■ Task details
Write out all the material verbatim, line by line.

■ Exercise material
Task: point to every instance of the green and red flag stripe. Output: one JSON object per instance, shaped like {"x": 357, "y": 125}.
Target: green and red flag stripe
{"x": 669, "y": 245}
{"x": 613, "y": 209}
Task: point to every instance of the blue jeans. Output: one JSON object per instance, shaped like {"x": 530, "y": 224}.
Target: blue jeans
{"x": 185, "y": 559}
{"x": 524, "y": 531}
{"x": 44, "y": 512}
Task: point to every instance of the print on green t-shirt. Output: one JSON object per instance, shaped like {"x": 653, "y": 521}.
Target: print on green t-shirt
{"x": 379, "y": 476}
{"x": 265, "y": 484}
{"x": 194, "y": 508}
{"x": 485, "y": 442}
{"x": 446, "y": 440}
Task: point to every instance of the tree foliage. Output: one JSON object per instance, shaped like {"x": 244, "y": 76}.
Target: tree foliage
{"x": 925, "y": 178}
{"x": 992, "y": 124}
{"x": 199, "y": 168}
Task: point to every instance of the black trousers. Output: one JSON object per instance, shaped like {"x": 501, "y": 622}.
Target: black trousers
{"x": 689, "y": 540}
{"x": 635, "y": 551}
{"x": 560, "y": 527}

■ Solution to this problem
Task: point to every instance of the green and red flag stripe. Output: one JSON object per instance, shaped like {"x": 357, "y": 125}.
Target: green and red flag stripe
{"x": 669, "y": 245}
{"x": 613, "y": 209}
Task: point to every instance of the blue jeans. Output: one JSON object per instance, shaped like {"x": 530, "y": 224}.
Target: blue jeans
{"x": 185, "y": 559}
{"x": 524, "y": 531}
{"x": 44, "y": 512}
Task: point to every instance of the print on green t-shirt. Output: one JSON object per instance, shaped like {"x": 653, "y": 521}.
Target: print on green t-shirt
{"x": 379, "y": 476}
{"x": 265, "y": 484}
{"x": 194, "y": 508}
{"x": 485, "y": 442}
{"x": 446, "y": 440}
Task: point to every instance of the tree foliage. Output: one JSON object per instance, shaped like {"x": 244, "y": 76}.
Target: tree foliage
{"x": 925, "y": 178}
{"x": 992, "y": 124}
{"x": 199, "y": 168}
Task: point to every instance of the black trousers. Output: one JSON object per instance, shaped like {"x": 501, "y": 622}.
Target: black trousers
{"x": 689, "y": 540}
{"x": 635, "y": 551}
{"x": 560, "y": 527}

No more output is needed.